Task description :: Lines before the one containing "Mark the furrowed" are excluded; print that line and every line after it through the end of the material below, exactly.

Stored rows ::

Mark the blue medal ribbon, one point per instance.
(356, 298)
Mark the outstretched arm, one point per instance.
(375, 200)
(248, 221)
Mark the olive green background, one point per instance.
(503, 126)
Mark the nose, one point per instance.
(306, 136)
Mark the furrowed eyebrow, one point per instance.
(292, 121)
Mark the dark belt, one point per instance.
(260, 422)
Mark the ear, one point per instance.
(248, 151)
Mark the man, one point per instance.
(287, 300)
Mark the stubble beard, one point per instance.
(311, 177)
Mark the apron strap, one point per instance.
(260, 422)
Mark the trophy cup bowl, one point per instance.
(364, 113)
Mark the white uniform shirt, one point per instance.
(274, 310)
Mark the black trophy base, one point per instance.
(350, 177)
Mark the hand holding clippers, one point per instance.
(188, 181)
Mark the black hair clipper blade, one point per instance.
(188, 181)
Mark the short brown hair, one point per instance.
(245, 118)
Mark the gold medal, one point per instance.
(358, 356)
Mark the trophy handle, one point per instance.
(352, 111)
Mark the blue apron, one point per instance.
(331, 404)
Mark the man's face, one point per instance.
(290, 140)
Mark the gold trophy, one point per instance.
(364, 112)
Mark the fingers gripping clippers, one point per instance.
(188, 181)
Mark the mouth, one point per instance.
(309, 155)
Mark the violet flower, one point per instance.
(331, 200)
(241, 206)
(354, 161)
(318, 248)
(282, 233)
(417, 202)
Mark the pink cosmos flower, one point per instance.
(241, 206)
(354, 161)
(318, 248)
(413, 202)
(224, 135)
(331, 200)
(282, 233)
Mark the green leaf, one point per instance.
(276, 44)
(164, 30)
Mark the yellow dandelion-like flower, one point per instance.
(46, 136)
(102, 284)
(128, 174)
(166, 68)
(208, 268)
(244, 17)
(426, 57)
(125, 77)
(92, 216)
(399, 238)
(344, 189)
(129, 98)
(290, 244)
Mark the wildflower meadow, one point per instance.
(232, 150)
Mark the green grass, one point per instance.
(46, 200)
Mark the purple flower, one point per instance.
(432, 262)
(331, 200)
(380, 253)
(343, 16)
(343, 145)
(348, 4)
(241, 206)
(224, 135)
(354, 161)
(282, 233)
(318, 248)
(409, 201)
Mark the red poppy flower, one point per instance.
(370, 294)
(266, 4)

Complete answer ::
Mark the furrowed eyebrow, one point per instance.
(292, 121)
Mark the dark belt, one point per instance.
(260, 422)
Mark the ear, one point per instance.
(248, 151)
Mark the man, one point per instance.
(287, 300)
Mark the stubble beard, one point per instance.
(311, 177)
Mark the apron strap, one point per instance.
(260, 422)
Mark the trophy cup bowl, one point per instance.
(364, 113)
Mark the white uniform shirt, one point per instance.
(274, 310)
Mark the black trophy base, one point per instance.
(350, 177)
Mark the hand holding clippers, one point per instance.
(188, 181)
Mark the black hair clipper blade, one point per instance.
(188, 181)
Mark the short brown hair, one point per instance.
(245, 118)
Mark the gold medal, one point per instance.
(358, 356)
Mark the trophy handle, one point per instance.
(352, 111)
Mark the blue apron, one point per instance.
(331, 404)
Mark the man's face, one point per instance.
(290, 140)
Mark the gold trophy, one point per instance.
(364, 112)
Mark the fingers gripping clippers, one point per instance.
(188, 181)
Mark the mouth, one point per instance.
(309, 155)
Mark the violet flower, one point per instance.
(331, 200)
(241, 206)
(354, 161)
(318, 248)
(282, 233)
(417, 202)
Mark the pink cosmos flower, one point per instance.
(241, 206)
(354, 161)
(318, 248)
(413, 202)
(224, 135)
(331, 200)
(282, 233)
Mark the green leaf, one point per instance.
(276, 44)
(164, 30)
Mark the yellow dandelion-like flower, one point per instance.
(46, 136)
(102, 284)
(128, 174)
(166, 68)
(208, 268)
(244, 17)
(426, 57)
(125, 77)
(92, 216)
(399, 238)
(344, 189)
(129, 98)
(290, 244)
Mark the wildflower meadow, one point per instance.
(232, 150)
Mark the green grass, one point per instance.
(46, 200)
Mark the purple flower, one point per instance.
(432, 262)
(331, 200)
(380, 253)
(343, 16)
(343, 145)
(348, 4)
(241, 206)
(224, 135)
(354, 161)
(282, 233)
(318, 248)
(409, 201)
Mark the red poppy flower, one point per instance.
(370, 294)
(266, 4)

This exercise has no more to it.